Document extract:
Segment Open

Government subsidies for business practices and processes should be approached with caution, even when they seem to be environmentally friendly, a team that includes a UC Santa Cruz researcher concludes in this week’s “Policy Forum” in the journal Science.
In the essay, "A cautious approach to subsidies for environmental sustainability," the authors argue that subsidies can alter market pressures, leading to unintended consequences that not only perpetuate harmful subsidies over time— but also diminish the overall effectiveness of those intended to promote environmental sustainability.
Therefore, when they must be used, subsidies should have clear end-dates, the authors advise.
“Subsidies are a double-edged sword: They’re speeding renewable energy to stop climate change, and they’re also causing massive overfishing and more fossil-fuel extraction than we need,” said essay co-author Malin Pinsky, associate professor of ecology and evolutionary biology at UC Santa Cruz.
The piece’s lead author is Kathleen Segerson, a distinguished professor of economics at the University of Connecticut. Segerson, Pinsky, and their co-authors are an international group of leading economists, ecologists, geographers, psychologists, and other scientists who convened for the 2022 Askö Workshop sponsored by the Beijer Institute for Ecological Economics in Stockholm, Sweden.
They assert that subsidies can be powerful motivators that further environmental and sustainability goals. For example, the United States’ Inflation Reduction Act of 2022 uses tax credits and incentives for things like electric vehicles (EVs), solar power, and wind power to meet its renewable energy and efficiency targets.
The essay also points how subsidies can be a politically easier approach to enacting change than creating new laws or taxes and are even sometimes viewed as political capital, to ensure support from particular interest groups.
“We've got this odd juxtaposition of trying to get rid of subsidies in some sectors, and then ramping up subsidies in others,” Segerson said. “The question that interested me was: Is this a good thing or a bad thing?”
Pros and cons
Some subsidies that appear to encourage sustainability are not so simple and can sometimes have negative spillover effects, the authors explained. They cite subsidies for EVs that aim to encourage consumers to drive those types of vehicles and thereby reduce greenhouse-gas emissions. But when subsidies for EVs and their technology create more inexpensive EVs, that market will expand, increasing overall vehicle use.
If subsidies instead went to increased infrastructure for and access to public transportation, the authors said, more people might get rid of their cars, making the net positive environmental impact much greater.
“We know our economy depends on the clean oceans and lands we live on. The question that interested me was whether, or how, subsidies could be used to maintain our quality of life and that of our kids,” said Pinsky, who leads the Global Change Research Group at UC Santa Cruz. The lab focuses on finding ways for marine conservation and fisheries to continue being effective and sustainable in the face of global warming. This research has helped reveal that economic incentives and regulations, like subsidies, strongly affect how people adapt to climate change.
‘Zombie’ policies
Many subsidies in place for decades have long been identified by economists and environmentalists alike as actively contributing to climate change and biodiversity threats. The authors cite that U.S. agricultural input subsidies have been shown to drive 17% of nitrogen pollution, while production subsidies account for 14% of global deforestation. In 2018, nearly 70% of $35.4 billion in fishing subsidies went to increasing fishing capacity through aid like fuel purchases, capital investment, and infrastructure, all of which contribute to overfishing.

Segment Closed

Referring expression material
Segment Open

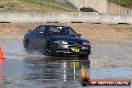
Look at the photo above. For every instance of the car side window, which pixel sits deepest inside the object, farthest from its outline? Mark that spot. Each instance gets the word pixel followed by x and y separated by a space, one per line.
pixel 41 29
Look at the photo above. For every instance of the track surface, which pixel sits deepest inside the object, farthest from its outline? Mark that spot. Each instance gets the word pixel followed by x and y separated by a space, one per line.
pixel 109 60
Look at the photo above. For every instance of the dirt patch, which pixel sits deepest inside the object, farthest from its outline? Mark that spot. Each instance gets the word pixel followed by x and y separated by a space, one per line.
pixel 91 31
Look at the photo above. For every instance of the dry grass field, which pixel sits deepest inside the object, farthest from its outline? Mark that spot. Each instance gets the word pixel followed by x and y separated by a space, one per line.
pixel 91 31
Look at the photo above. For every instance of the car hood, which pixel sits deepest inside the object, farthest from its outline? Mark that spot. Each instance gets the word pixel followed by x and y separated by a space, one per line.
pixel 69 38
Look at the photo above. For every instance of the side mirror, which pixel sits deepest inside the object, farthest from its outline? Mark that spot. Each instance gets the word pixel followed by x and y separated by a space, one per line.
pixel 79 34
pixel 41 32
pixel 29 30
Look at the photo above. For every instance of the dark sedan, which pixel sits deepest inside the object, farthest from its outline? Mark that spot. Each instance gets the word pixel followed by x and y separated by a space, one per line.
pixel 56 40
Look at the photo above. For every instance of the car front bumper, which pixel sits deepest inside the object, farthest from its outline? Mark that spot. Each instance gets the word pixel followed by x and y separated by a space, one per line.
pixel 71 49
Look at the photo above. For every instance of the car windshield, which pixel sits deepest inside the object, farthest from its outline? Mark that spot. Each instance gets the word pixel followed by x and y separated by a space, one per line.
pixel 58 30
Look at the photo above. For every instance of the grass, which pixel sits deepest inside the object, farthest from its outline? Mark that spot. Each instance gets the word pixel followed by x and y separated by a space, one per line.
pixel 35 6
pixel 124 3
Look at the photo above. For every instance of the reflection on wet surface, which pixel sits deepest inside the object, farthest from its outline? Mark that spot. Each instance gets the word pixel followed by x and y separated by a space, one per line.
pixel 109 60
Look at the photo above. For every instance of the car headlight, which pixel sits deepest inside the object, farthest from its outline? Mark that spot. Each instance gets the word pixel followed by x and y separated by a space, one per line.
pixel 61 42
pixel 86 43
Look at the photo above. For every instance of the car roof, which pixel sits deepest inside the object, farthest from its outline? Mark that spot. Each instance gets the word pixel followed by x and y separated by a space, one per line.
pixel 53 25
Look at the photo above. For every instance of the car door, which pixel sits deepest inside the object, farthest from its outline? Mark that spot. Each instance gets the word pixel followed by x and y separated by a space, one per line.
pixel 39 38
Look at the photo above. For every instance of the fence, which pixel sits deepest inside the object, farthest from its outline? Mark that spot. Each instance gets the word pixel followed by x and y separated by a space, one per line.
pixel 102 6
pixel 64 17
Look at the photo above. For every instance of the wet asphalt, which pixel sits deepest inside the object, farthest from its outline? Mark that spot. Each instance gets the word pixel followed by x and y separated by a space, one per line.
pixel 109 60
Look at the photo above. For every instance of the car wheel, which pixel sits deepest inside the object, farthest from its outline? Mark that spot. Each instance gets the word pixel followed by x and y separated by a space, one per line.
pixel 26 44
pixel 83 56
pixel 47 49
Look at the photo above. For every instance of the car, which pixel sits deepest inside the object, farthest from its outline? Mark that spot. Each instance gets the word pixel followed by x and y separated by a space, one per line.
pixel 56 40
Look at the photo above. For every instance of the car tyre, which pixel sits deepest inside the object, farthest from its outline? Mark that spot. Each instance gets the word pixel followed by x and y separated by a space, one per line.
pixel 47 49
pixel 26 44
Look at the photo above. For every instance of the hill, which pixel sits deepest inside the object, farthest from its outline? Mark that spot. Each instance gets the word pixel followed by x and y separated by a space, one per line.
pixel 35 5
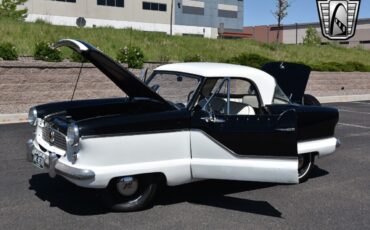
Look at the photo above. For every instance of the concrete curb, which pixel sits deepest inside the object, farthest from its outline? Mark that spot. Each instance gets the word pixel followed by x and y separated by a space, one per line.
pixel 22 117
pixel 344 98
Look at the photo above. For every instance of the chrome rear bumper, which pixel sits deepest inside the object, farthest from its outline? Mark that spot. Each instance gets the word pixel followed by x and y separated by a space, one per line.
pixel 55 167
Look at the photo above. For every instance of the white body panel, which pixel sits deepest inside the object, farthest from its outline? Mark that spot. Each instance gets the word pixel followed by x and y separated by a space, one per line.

Segment Closed

Exercise details: Copy the passage of the subsidies article between "The essay also" and "particular interest groups.", inclusive. Work only from the subsidies article.

Result of this exercise:
The essay also points how subsidies can be a politically easier approach to enacting change than creating new laws or taxes and are even sometimes viewed as political capital, to ensure support from particular interest groups.